··· Text provided
Crude oil prices suffered their biggest weekly loss since October, despite chalking up gains at the last trading session of the week amid fears over energy demand due to renewed lockdowns and an unimpressive vaccine rollout in parts of Europe.
What you should know
For the week, U.S based oil contract, West Texas Intermediate futures plunged by 6.4%, and Brent crude futures dropped by 6.8%, the biggest declines since October for both major oil benchmarks.
Oil bears took hold on the energy market as reports revealed safety concerns surrounding the AstraZeneca COVID-19 vaccine; however, the Germans and other European countries changed the narrative by disclosing a resumption of vaccinations, which helped curb the selling pressures.
In a detailed analysis sent to Nairametrics, Stephen Innes, Chief Global Market Strategist at Axi, gave other key insights weighing on the viscous hydrocarbon despite OPEC+ resolve in keeping oil production at controlled levels.
······
··· Material provided
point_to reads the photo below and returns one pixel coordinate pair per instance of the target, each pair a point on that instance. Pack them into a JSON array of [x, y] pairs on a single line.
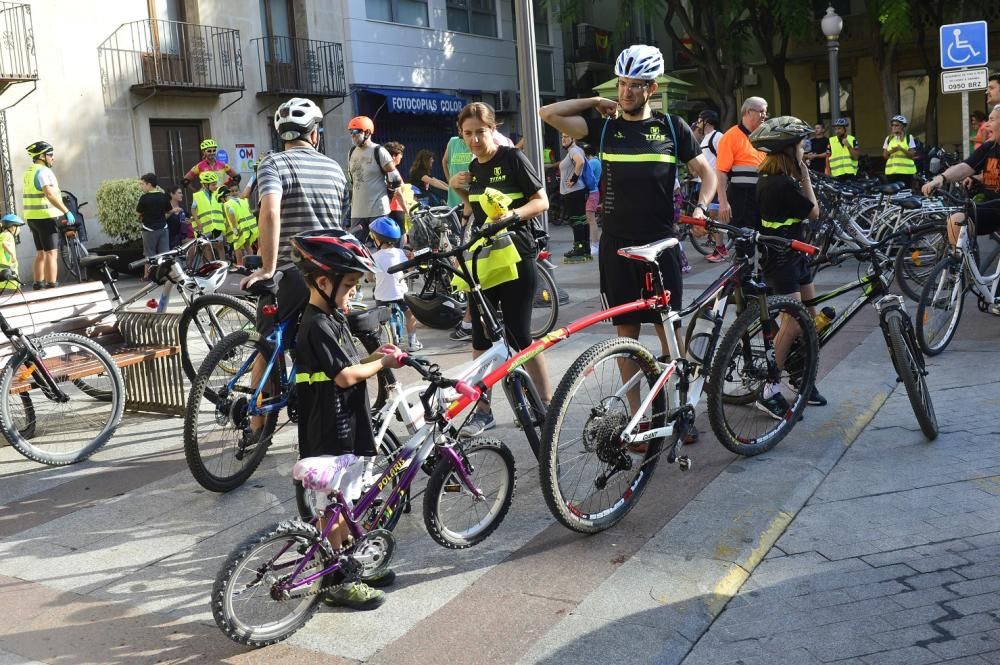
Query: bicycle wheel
[[308, 501], [207, 320], [940, 307], [250, 601], [917, 258], [909, 366], [222, 443], [53, 430], [590, 479], [545, 307], [742, 359], [453, 516]]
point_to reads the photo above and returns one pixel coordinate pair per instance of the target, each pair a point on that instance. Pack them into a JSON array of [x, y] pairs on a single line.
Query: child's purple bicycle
[[272, 583]]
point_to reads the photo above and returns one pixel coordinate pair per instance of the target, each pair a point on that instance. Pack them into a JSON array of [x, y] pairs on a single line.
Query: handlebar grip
[[804, 247], [693, 221], [419, 258], [469, 391]]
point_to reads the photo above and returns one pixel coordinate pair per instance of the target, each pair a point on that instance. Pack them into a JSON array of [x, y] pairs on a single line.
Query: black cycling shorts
[[45, 233], [514, 300], [623, 280]]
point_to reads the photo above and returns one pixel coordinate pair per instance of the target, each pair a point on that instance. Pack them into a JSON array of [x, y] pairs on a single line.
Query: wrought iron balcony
[[290, 66], [17, 45], [169, 55]]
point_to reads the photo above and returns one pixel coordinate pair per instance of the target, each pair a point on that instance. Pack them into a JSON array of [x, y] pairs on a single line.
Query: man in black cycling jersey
[[639, 150]]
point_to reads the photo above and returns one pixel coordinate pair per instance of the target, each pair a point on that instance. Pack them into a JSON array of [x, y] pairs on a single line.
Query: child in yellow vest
[[10, 227]]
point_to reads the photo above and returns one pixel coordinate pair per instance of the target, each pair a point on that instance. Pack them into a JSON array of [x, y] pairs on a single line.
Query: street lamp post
[[832, 24]]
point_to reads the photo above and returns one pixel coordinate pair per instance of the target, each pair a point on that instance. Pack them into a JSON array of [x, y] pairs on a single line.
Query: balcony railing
[[17, 45], [290, 66], [169, 55]]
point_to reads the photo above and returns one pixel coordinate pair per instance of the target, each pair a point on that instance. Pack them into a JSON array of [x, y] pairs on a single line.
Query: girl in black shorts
[[505, 169], [785, 198]]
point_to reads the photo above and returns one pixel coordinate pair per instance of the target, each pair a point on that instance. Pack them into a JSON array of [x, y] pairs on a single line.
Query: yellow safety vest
[[36, 206], [208, 213], [8, 258], [899, 162], [841, 162]]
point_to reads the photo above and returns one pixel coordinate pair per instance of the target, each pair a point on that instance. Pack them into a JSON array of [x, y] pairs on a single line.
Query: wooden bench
[[145, 345]]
······
Work instruction 1:
Decide whether each statement below agrees with the crude oil text. For each, answer yes or no and quote the words of the text that settle it.
(a) Brent crude futures fell by 6.8% over the week.
(b) Crude oil prices fell at the last trading session of the week.
(c) Germany and other European countries announced a halt to vaccinations.
Work instruction 2:
Write the next part of the crude oil text, picking up right after its last sentence.

Answer section 1:
(a) Yes: "Brent crude futures dropped by 6.8%"
(b) No: "despite chalking up gains at the last trading session of the week"
(c) No: "disclosing a resumption of vaccinations"

Answer section 2:
“What started as a profit-taking correction triggered by a vaccine health scare has now moved into a whole out price level correction. The sell-off in oil is getting compounded by risk-off moves in cross-asset correlations as the market continues to price in tighter financial conditions despite the Fed’s effort to suggest the contrary.
But at the heart of it all, the rally was mainly on the back of OPEC+ production cuts—or rather, the fact that they agreed to hold production steady in April instead of ramping up production as the market had anticipated.”
Oil pundits anticipate that the energy market is experiencing a bit of reality check these days as the supercycle bulls may be giving way to the power of spare capacity as the thought of more barrels coming back continues to provide the medium-term supply headwind.